Collected data:
++++++++

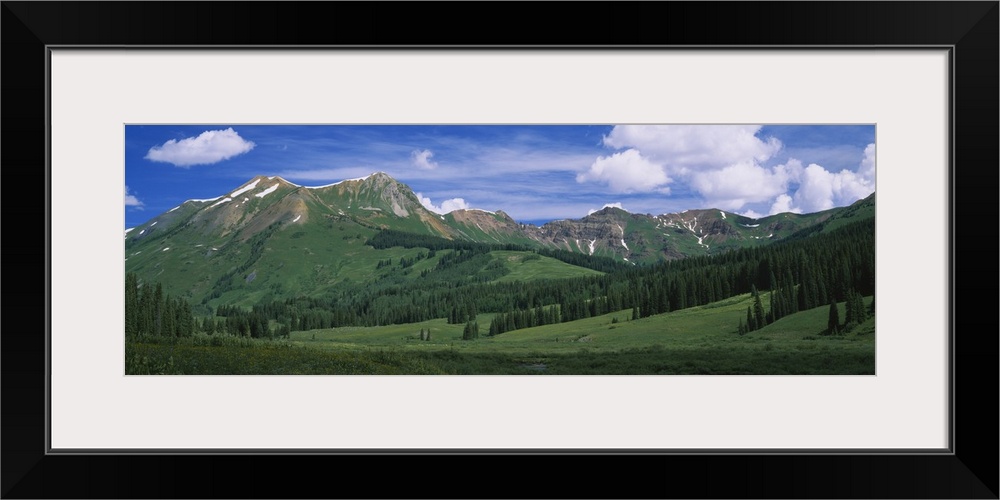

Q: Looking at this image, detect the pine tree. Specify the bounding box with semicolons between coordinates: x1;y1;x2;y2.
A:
125;273;139;337
153;282;164;336
853;291;867;323
462;321;478;340
827;299;840;335
844;290;856;325
752;286;766;329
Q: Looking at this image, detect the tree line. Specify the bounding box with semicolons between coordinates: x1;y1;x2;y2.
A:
223;217;873;337
127;273;291;339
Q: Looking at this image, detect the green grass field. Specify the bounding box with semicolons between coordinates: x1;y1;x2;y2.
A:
126;294;875;375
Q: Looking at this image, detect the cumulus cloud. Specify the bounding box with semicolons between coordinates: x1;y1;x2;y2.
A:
125;186;144;209
689;161;795;210
417;193;470;214
603;125;783;171
785;145;875;213
768;194;800;215
858;143;876;180
587;202;627;216
739;209;766;219
792;164;837;212
583;125;784;209
410;149;438;170
576;149;671;193
145;128;255;167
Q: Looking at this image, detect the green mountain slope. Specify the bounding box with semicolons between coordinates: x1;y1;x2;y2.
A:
125;172;874;308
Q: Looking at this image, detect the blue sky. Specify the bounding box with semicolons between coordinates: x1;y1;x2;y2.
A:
125;124;875;228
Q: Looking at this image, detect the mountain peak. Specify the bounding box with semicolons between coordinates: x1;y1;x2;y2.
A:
362;171;399;186
587;206;630;218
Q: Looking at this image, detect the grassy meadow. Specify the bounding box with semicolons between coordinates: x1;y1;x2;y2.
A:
126;294;875;375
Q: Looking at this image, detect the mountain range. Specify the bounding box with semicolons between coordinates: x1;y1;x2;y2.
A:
124;172;875;307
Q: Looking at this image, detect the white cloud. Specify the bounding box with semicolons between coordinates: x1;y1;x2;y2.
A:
587;202;626;216
410;149;438;170
690;161;794;210
769;194;800;215
417;193;470;214
603;125;783;171
576;149;671;193
125;186;144;209
858;143;876;180
145;128;255;167
789;163;875;213
785;144;875;213
587;125;785;209
791;164;836;212
772;158;804;185
739;209;766;219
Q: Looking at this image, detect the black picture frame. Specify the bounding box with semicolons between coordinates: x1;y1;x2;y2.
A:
3;2;997;498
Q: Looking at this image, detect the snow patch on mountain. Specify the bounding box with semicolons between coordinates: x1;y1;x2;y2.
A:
292;214;301;223
168;206;180;212
741;223;760;228
719;211;726;219
615;224;630;252
190;196;223;203
589;239;596;256
231;179;260;198
210;197;232;208
255;184;279;198
307;173;373;189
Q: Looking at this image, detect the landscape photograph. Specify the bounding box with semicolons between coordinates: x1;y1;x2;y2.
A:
124;124;876;375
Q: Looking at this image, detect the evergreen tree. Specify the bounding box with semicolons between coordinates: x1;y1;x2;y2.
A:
153;282;164;336
853;291;867;323
752;286;766;329
844;291;856;325
827;299;840;335
125;273;139;337
462;321;478;340
162;298;176;337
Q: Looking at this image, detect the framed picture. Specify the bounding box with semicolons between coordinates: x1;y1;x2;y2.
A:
6;2;996;498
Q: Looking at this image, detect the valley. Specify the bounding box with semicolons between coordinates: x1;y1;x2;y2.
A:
124;172;876;375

++++++++

• **Exercise description**
Repeat the records above word for word. Pictures stay out of the copy.

• **Solved exercise**
Q: Looking at this image, detect the pine tree. Specify the bounding box with semicolons between coordinates: x1;y1;x2;y2.
A:
125;273;139;337
153;282;164;336
853;291;867;323
462;321;478;340
827;299;840;335
844;290;856;325
752;286;766;329
Q: Looking at this image, detect the tree line. Specify the bounding box with semicolons between coordinates: x1;y1;x2;y2.
A:
223;217;873;337
127;273;291;339
Q: Looking at this image, detect the green grass field. Specify the bounding box with semicolons between coordinates: x1;y1;x2;y2.
A:
126;294;875;375
Q: Looking at this image, detect the cumulus cloud. Specify the bounding box with semicolons between coordinates: x1;y1;x2;y2.
A:
125;186;144;209
689;161;795;210
417;193;470;214
603;125;783;171
785;145;875;213
768;194;800;215
858;143;876;180
587;202;627;216
739;209;766;219
792;164;837;212
583;125;784;209
410;149;438;170
576;149;671;193
145;128;255;167
Q: Looking at this image, detect the green mountain slope. Specify the bounding box with semicolons between coordinates: x1;y1;x2;y2.
A:
125;172;874;308
Q: Looking at this image, detect the blue sky. Specify the bounding box with semicolons between coordinates: x1;y1;x2;y2.
A:
125;124;875;228
Q: Looking at this image, detect the mountain peak. Specify the bounding box with semicolons between coordinates: x1;y1;x2;y2.
A:
362;171;399;186
587;206;630;218
Q: Looking at this image, detect the grassy meadow. Specify the bounding box with semicolons between coordinates: x1;y1;x2;y2.
A:
126;294;875;375
Q: Looking at this image, detect the mountain range. Specify the bounding box with semicolons between coordinates: x1;y1;x2;y2.
A:
124;172;875;307
Q: Looking at this image, detect the white cloud. Specify the bounding box with semicolons between coordinates: x1;y1;x2;y2.
A:
587;202;626;216
410;149;438;170
690;161;794;210
769;194;800;215
417;193;470;214
603;125;783;171
576;149;671;193
125;186;144;209
858;143;876;180
145;128;255;167
789;163;875;213
785;144;875;213
587;125;785;209
791;164;836;212
772;158;804;185
739;209;766;219
Q: Looking at this image, detect the black picture frame. Specify the bounding box with semicolons between coordinates: x1;y1;x2;y2.
A:
3;2;997;498
Q: Looking at this image, detect the snow patch on mountain. Specify the bounding box with semicolons between coordinates: x1;y1;x2;y2.
A:
292;214;301;223
168;206;180;212
741;223;760;228
719;211;726;219
615;224;630;252
190;196;223;203
589;239;596;256
231;179;260;198
210;197;232;208
255;184;279;198
307;173;373;189
Q: Looking at this image, detect the landscape photograph. Specify the bounding box with semicolons between coordinates: x1;y1;x2;y2.
A:
124;124;876;375
Q: Looking at this image, detect the evergreen tree. Specify the bounding box with semicolons between coordinates: x1;y1;x2;y2.
A:
153;282;164;336
853;291;867;323
752;286;766;329
844;291;856;325
827;299;840;335
125;273;139;337
462;321;478;340
162;298;176;337
Q: Looking at this image, detect the framed picture. Specify the bounding box with semicolons between coordinates: x1;y1;x2;y2.
A:
6;2;996;498
Q: Looking at this image, detect the valley. Specify the bounding box with semicolons between coordinates: x1;y1;x2;y2.
A:
124;172;876;375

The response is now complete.